**INPUT MATERIAL:**
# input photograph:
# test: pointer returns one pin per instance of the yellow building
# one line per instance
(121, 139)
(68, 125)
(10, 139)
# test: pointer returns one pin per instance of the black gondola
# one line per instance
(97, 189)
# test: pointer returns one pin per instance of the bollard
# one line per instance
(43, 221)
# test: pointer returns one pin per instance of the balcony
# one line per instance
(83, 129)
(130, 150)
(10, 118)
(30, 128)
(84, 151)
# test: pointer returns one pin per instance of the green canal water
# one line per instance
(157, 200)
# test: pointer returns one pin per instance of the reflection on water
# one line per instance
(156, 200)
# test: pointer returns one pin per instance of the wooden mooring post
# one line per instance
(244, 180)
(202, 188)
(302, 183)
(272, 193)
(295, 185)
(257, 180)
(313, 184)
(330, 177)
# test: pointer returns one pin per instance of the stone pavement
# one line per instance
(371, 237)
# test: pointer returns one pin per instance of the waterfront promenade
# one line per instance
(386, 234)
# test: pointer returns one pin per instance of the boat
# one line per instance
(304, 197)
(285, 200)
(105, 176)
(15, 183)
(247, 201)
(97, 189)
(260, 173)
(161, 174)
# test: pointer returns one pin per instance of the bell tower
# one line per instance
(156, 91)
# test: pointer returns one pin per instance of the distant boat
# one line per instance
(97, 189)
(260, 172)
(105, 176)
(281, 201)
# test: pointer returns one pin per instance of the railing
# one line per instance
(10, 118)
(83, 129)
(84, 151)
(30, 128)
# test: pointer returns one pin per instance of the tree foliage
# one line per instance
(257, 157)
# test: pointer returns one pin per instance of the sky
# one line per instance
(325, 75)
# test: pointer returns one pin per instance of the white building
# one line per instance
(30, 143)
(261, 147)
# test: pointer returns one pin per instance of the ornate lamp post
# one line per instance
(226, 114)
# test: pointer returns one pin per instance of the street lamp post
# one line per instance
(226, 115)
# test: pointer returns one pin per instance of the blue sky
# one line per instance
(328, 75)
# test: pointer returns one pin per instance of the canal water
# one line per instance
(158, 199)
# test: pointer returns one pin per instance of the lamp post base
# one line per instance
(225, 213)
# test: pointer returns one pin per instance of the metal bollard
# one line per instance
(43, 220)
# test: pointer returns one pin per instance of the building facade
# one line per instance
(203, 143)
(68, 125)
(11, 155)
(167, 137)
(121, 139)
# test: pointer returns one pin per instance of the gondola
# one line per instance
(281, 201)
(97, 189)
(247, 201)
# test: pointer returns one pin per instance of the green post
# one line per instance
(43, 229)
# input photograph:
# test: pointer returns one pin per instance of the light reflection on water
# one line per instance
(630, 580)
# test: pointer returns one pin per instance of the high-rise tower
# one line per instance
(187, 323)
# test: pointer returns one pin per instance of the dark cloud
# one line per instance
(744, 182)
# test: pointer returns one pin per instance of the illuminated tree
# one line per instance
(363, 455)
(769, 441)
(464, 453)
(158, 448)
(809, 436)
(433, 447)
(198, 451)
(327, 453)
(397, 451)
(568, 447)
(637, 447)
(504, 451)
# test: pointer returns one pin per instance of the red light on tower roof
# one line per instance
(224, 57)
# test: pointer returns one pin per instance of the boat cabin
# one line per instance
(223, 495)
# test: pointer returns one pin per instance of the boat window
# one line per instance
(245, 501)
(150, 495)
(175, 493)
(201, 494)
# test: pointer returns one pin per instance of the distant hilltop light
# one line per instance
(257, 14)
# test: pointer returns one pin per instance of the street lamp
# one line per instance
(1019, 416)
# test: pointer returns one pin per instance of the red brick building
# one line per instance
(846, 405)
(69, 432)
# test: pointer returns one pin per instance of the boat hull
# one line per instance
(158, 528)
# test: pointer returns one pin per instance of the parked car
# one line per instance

**WHAT THE TASK REQUIRES:** Here, the records must be output exactly and in full.

**SOLVED EXERCISE:**
# input photograph:
# test: pointer returns one pin per instance of the yellow building
# one line per instance
(121, 139)
(68, 125)
(10, 139)
# test: pointer returns one pin per instance of the black gondola
# one line per instance
(97, 189)
# test: pointer returns one pin per instance of the bollard
# one line per instance
(43, 221)
# test: pointer returns one pin per instance of the balcony
# one line per instance
(83, 129)
(130, 150)
(10, 118)
(30, 128)
(84, 151)
# test: pointer returns one pin per instance of the green canal water
# one line per instance
(157, 200)
# test: pointer returns one pin per instance of the reflection on water
# one line per instance
(156, 200)
# test: pointer returns one pin per instance of the wooden mooring post
# one line per instance
(244, 180)
(202, 188)
(302, 183)
(272, 193)
(295, 185)
(257, 180)
(313, 184)
(330, 177)
# test: pointer returns one pin per instance of the stone pavement
# one line per instance
(371, 237)
# test: pointer returns one pin per instance of the waterfront promenade
# one line per instance
(386, 234)
# test: pointer returns one pin per instance of the boat
# one line per instance
(304, 197)
(285, 200)
(105, 176)
(15, 183)
(247, 201)
(97, 189)
(260, 173)
(161, 174)
# test: pointer returns one pin per instance of the bell tower
# one line per instance
(156, 91)
# test: pointer returns one pin per instance of the distant boat
# one line per instance
(97, 189)
(260, 172)
(105, 176)
(281, 201)
# test: pointer returns one pin per instance of the railing
# one line per instance
(10, 118)
(83, 129)
(84, 151)
(30, 128)
# test: pointer returns one pin per instance of the tree foliage
# one line per instance
(257, 157)
# test: pointer returns one pin per instance of the sky
# one line per instance
(325, 75)
# test: pointer returns one pin per instance of the white building
# one line per instance
(30, 143)
(261, 147)
# test: pointer returns one pin per instance of the ornate lamp post
# one line per instance
(226, 114)
# test: pointer returns one pin per instance of the street lamp post
# one line per instance
(226, 115)
# test: pointer returns one pin per instance of the blue sky
# one line per instance
(328, 75)
# test: pointer returns one pin per instance of the canal water
# one line per instance
(158, 199)
# test: pointer returns one pin per instance of the lamp post base
# one line per instance
(225, 213)
# test: pointer returns one pin per instance of the metal bollard
# one line per instance
(43, 220)
# test: pointer returns one pin per instance of the building facade
# one line per instance
(203, 143)
(68, 125)
(11, 155)
(167, 137)
(121, 139)
# test: pointer returns one pin per instance of the gondola
# one line per instance
(281, 201)
(97, 189)
(247, 201)
# test: pointer returns one pin per instance of the green post
# one line per instance
(43, 229)
# input photograph:
# test: pointer returns one pin per instance of the light reflection on water
# one line per instance
(630, 580)
# test: pointer returns one pin per instance of the high-rise tower
# one line per instance
(187, 323)
# test: pointer returns one pin per instance of the dark cloud
# one line per instance
(744, 182)
# test: pointer returns one pin per instance of the illuminated tree
# one line per instance
(363, 455)
(769, 441)
(464, 453)
(158, 448)
(809, 436)
(433, 447)
(198, 451)
(327, 453)
(397, 451)
(568, 447)
(637, 447)
(504, 451)
# test: pointer returns one pin per instance of the red light on tower roof
# one line per instance
(224, 57)
# test: pointer returns one pin per instance of the boat cabin
# one line per instance
(223, 495)
# test: pointer returns one pin per instance of the boat window
# one line per instance
(245, 501)
(150, 495)
(175, 493)
(201, 494)
# test: pointer returns one pin per instance of the distant hilltop light
# one line per instance
(257, 14)
# test: pointer returns one pin per instance of the street lamp
# one line per instance
(1019, 416)
# test: pointer returns one pin per instance of the red brick building
# one line per instance
(846, 405)
(69, 432)
# test: pointer returns one pin per instance of the boat hull
# one line per instance
(158, 528)
# test: pointer returns one pin per instance of the parked car
# one line per instance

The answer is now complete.